Aim =>
Retype everything in the listing, leaving each line exactly as it is.

Annotation dataset entries =>
_ _ _ _ _

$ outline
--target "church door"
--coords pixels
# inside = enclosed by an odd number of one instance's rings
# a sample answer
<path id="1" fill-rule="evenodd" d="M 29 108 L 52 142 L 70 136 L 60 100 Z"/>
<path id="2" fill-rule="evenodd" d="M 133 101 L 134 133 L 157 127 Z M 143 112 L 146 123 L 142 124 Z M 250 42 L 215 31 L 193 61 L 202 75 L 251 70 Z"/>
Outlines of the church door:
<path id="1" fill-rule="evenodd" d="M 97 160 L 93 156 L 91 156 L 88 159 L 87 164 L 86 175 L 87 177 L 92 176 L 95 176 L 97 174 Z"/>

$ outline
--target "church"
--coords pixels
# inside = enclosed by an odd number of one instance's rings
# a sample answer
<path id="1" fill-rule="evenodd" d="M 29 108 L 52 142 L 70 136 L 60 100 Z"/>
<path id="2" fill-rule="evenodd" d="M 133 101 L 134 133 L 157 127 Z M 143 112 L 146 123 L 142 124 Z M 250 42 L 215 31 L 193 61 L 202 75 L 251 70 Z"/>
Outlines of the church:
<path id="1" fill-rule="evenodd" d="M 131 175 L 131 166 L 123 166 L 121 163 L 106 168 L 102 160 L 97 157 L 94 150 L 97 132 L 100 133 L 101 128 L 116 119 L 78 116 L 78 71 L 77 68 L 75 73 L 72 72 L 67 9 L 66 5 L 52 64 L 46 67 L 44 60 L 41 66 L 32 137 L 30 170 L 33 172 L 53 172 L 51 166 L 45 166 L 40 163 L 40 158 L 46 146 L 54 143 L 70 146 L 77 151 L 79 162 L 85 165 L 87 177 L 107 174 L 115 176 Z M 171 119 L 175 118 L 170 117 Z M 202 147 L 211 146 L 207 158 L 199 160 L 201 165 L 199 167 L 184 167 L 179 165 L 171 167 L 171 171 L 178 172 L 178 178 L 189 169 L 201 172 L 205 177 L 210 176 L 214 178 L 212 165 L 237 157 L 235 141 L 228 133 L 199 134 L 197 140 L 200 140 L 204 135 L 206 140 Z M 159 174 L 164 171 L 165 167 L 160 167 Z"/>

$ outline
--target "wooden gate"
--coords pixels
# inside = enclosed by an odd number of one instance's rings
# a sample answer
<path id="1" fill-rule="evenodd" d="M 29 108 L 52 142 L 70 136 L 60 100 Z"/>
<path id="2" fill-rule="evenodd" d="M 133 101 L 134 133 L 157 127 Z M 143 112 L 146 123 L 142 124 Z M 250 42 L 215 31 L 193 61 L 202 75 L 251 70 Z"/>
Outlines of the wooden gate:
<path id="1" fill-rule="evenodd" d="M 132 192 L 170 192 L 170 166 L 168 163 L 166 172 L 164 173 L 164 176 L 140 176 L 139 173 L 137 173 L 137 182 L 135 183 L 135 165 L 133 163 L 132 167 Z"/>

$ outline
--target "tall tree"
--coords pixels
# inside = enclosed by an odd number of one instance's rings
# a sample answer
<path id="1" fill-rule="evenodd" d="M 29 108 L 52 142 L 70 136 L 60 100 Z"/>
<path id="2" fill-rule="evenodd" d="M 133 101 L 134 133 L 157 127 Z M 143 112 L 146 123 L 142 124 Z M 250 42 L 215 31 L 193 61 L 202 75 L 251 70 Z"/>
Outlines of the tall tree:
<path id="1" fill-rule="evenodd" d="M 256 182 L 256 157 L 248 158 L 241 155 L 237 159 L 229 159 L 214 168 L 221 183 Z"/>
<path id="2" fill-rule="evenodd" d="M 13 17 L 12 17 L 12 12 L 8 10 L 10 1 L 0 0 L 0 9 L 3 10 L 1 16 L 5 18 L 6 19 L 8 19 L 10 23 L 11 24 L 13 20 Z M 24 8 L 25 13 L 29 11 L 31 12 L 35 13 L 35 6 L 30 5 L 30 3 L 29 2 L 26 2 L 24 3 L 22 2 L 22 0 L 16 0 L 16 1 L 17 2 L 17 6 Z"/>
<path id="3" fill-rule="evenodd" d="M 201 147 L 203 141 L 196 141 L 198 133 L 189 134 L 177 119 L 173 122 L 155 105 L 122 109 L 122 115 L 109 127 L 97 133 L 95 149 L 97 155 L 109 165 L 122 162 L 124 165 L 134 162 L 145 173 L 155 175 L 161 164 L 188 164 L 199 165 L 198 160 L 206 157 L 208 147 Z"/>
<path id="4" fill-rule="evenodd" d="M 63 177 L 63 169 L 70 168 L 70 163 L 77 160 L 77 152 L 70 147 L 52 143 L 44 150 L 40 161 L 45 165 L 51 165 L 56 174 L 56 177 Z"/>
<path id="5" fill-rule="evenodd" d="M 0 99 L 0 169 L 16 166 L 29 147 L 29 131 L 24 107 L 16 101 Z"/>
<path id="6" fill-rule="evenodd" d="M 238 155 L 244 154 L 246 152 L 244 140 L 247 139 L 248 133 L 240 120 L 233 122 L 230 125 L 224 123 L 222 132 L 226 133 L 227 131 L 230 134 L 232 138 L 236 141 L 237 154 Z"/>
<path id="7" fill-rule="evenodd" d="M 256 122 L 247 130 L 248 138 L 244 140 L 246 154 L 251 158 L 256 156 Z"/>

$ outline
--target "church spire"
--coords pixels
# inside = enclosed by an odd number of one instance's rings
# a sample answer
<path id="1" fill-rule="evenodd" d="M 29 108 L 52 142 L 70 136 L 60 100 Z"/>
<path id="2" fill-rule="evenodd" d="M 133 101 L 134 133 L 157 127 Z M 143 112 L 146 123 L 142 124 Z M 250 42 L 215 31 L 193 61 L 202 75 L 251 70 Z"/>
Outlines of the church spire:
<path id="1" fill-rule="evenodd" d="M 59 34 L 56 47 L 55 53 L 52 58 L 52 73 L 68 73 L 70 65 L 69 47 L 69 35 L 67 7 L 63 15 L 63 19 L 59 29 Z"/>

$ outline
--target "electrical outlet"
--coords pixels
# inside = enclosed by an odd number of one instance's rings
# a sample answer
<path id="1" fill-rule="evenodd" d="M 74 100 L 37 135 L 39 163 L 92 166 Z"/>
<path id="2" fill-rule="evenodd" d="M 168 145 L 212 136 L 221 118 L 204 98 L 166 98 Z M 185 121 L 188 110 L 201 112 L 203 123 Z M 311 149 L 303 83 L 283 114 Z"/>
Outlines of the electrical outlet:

_ _ _ _ _

Correct output =>
$ outline
--target "church door"
--coords pixels
# inside = enclosed by an odd number of one instance's rings
# a sample answer
<path id="1" fill-rule="evenodd" d="M 29 108 L 52 142 L 70 136 L 60 100 Z"/>
<path id="2" fill-rule="evenodd" d="M 133 101 L 134 133 L 157 127 Z M 143 112 L 146 123 L 142 124 Z M 250 42 L 215 31 L 193 61 L 202 75 L 251 70 Z"/>
Outlines of the church door:
<path id="1" fill-rule="evenodd" d="M 97 160 L 93 156 L 91 156 L 88 159 L 87 164 L 86 175 L 87 177 L 92 176 L 95 176 L 97 174 Z"/>

$ outline
--target "church"
--coords pixels
# inside = enclosed by an odd number of one instance's rings
# a sample answer
<path id="1" fill-rule="evenodd" d="M 29 108 L 52 142 L 70 136 L 60 100 Z"/>
<path id="2" fill-rule="evenodd" d="M 133 101 L 134 133 L 157 127 Z M 143 112 L 146 123 L 142 124 Z M 250 42 L 215 31 L 193 61 L 202 75 L 251 70 Z"/>
Outlines of the church:
<path id="1" fill-rule="evenodd" d="M 131 175 L 131 166 L 123 166 L 121 163 L 106 168 L 102 160 L 97 157 L 94 150 L 97 132 L 100 133 L 101 128 L 116 119 L 78 116 L 78 71 L 77 68 L 75 73 L 72 72 L 67 9 L 66 5 L 52 64 L 46 67 L 44 60 L 41 66 L 32 137 L 30 170 L 33 172 L 53 172 L 51 166 L 45 166 L 40 163 L 40 158 L 46 146 L 54 143 L 70 146 L 77 151 L 79 162 L 85 165 L 87 177 L 107 174 L 115 176 Z M 171 119 L 175 118 L 170 117 Z M 202 147 L 211 146 L 207 158 L 199 160 L 201 165 L 199 167 L 184 167 L 179 165 L 171 167 L 171 171 L 178 172 L 178 178 L 189 169 L 201 172 L 205 177 L 210 176 L 214 178 L 212 165 L 237 157 L 235 141 L 228 133 L 199 134 L 197 140 L 200 140 L 204 135 L 206 140 Z M 159 174 L 164 171 L 165 167 L 160 167 Z"/>

$ outline
--target "wooden gate"
--coords pixels
# inside = enclosed by an odd number of one instance's rings
# a sample answer
<path id="1" fill-rule="evenodd" d="M 29 108 L 52 142 L 70 136 L 60 100 Z"/>
<path id="2" fill-rule="evenodd" d="M 133 101 L 134 133 L 157 127 Z M 143 112 L 146 123 L 142 124 Z M 250 42 L 215 31 L 193 61 L 202 75 L 251 70 Z"/>
Outlines of the wooden gate:
<path id="1" fill-rule="evenodd" d="M 132 192 L 170 192 L 170 166 L 168 163 L 166 172 L 164 173 L 164 176 L 140 176 L 139 173 L 137 173 L 137 182 L 135 183 L 135 165 L 133 163 L 132 167 Z"/>

$ outline
--target "tall tree"
--coords pixels
# inside = enclosed by an odd number of one instance's rings
# a sample answer
<path id="1" fill-rule="evenodd" d="M 29 108 L 52 142 L 70 136 L 60 100 Z"/>
<path id="2" fill-rule="evenodd" d="M 133 101 L 134 133 L 157 127 Z M 143 112 L 146 123 L 142 124 Z M 250 42 L 215 31 L 193 61 L 202 75 L 251 70 Z"/>
Outlines of the tall tree:
<path id="1" fill-rule="evenodd" d="M 256 182 L 256 157 L 248 158 L 241 155 L 237 159 L 229 159 L 214 168 L 221 183 Z"/>
<path id="2" fill-rule="evenodd" d="M 13 17 L 12 17 L 12 12 L 8 10 L 10 1 L 0 0 L 0 9 L 3 10 L 1 16 L 5 18 L 6 19 L 8 19 L 10 23 L 11 24 L 13 20 Z M 24 8 L 25 13 L 29 11 L 31 12 L 35 13 L 35 6 L 30 5 L 30 3 L 29 2 L 26 2 L 24 3 L 22 2 L 22 0 L 16 0 L 16 1 L 17 2 L 17 6 Z"/>
<path id="3" fill-rule="evenodd" d="M 201 147 L 203 141 L 196 141 L 198 133 L 189 134 L 177 119 L 173 122 L 155 105 L 122 109 L 122 115 L 109 127 L 97 133 L 95 149 L 97 155 L 109 165 L 122 162 L 124 165 L 134 162 L 145 173 L 155 175 L 161 164 L 188 164 L 199 165 L 198 160 L 206 157 L 208 147 Z"/>
<path id="4" fill-rule="evenodd" d="M 63 177 L 63 169 L 70 168 L 70 163 L 77 160 L 77 152 L 70 147 L 52 143 L 44 150 L 40 161 L 45 165 L 51 165 L 56 174 L 56 177 Z"/>
<path id="5" fill-rule="evenodd" d="M 0 99 L 0 169 L 16 166 L 29 147 L 29 131 L 24 107 L 16 101 Z"/>
<path id="6" fill-rule="evenodd" d="M 238 155 L 244 154 L 246 152 L 244 140 L 247 139 L 248 133 L 240 120 L 233 122 L 230 125 L 224 123 L 222 132 L 226 133 L 227 131 L 230 134 L 232 138 L 236 141 L 237 154 Z"/>
<path id="7" fill-rule="evenodd" d="M 256 122 L 247 130 L 248 138 L 244 140 L 246 154 L 251 158 L 256 156 Z"/>

$ outline
--target "church spire"
--coords pixels
# inside = enclosed by an odd number of one instance's rings
# a sample answer
<path id="1" fill-rule="evenodd" d="M 29 108 L 52 142 L 70 136 L 60 100 Z"/>
<path id="2" fill-rule="evenodd" d="M 133 101 L 134 133 L 157 127 Z M 143 112 L 146 123 L 142 124 Z M 250 42 L 215 31 L 193 61 L 202 75 L 251 70 Z"/>
Outlines of the church spire:
<path id="1" fill-rule="evenodd" d="M 59 34 L 56 47 L 55 53 L 52 58 L 52 73 L 68 73 L 70 65 L 69 47 L 69 35 L 67 7 L 63 15 L 63 19 L 59 29 Z"/>

$ outline
--target "electrical outlet"
--coords pixels
# inside = enclosed by an odd number of one instance's rings
# a sample answer
<path id="1" fill-rule="evenodd" d="M 74 100 L 37 135 L 39 163 L 92 166 Z"/>
<path id="2" fill-rule="evenodd" d="M 168 145 L 212 136 L 221 118 L 204 98 L 166 98 Z M 185 121 L 188 110 L 201 112 L 203 123 Z M 311 149 L 303 83 L 283 114 Z"/>
Outlines of the electrical outlet:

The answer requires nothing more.